Fagatogo village (the capital?!) is home to the Jean P. Haydon Museum, exhibiting local historic artifacts in a former U.S. Navy facility. A trail leads up to Blunts Point Battery, a WWII gun site

After several centuries of colonial back and forth between England, Germany and the USA, Pago Pago finally became a US territory in 1900. The reason for the long fight was actually the natural deep, very protected harbor of Pago Pago and the fact that the island was located smack in the middle of the best whaling grounds in the world. Always keen to discover good deals, the Americans quickly figured out they could catch and process large predatory fish such as tuna and swordfish right off the deep harbor.

During our ship’s arranged tour we learned that Tuna canning is the main economic activity in town. Exports are almost exclusively from tuna canneries such as  Chicken of the Sea and Starkist (Heinz), which are both located in Pago Pago. 14% of the population is employed here and they export close to half a billion US dollars of canned fish and pet food a year.

He just drove while she talked…

Our tour vehicle needs a separate description for readers that are not used to exotic islands and road conditions. We’re talking a 1975 or there about, chassis of a Ford/Chevy or Datsun/Toyota truck, completely rebuild with a passenger wagon, hand-built for some 12 to 16 passengers and decorated by everything that  may make you feel comfortable such as curtains and kitchen items or religious relics of questionable history. The tour was only $25 per person, but on several occasions we thought the truck’s sounds indicated it was done and over with. Probably that is the charm however. The driver and his wife with an unpronounceable mile long name took us around the middle of the island with many little villages up and down the road. What’s interesting is to see that many houses have their own little graveyards, only meant for family. This is a clear indicator that communities have longevities. Samoans hold on to their circles. But the question arises after seeing a for sale sign on a house; does that include the graves? And here is where I learn something about humanity.

** Given information **
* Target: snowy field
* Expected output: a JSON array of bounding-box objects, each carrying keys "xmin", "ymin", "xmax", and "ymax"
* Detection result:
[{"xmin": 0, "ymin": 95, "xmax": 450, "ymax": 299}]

** Task set **
**A)** In the Pago Pago travel text, take the passage that begins at the words "After several centuries" and stops after "the deep harbor.". Reproduce it with "harbor" changed to "port".
**B)** Recast the paragraph of the Pago Pago travel text that opens with "During our ship’s arranged tour" as a short bulleted list that keeps its main facts.

** The answers **
**A)**
After several centuries of colonial back and forth between England, Germany and the USA, Pago Pago finally became a US territory in 1900. The reason for the long fight was actually the natural deep, very protected port of Pago Pago and the fact that the island was located smack in the middle of the best whaling grounds in the world. Always keen to discover good deals, the Americans quickly figured out they could catch and process large predatory fish such as tuna and swordfish right off the deep port.

**B)**
- Tuna canning is the main economic activity in town.
- Exports come almost exclusively from tuna canneries such as Chicken of the Sea and Starkist (Heinz), both located in Pago Pago.
- 14% of the population is employed there.
- Exports of canned fish and pet food come to close to half a billion US dollars a year.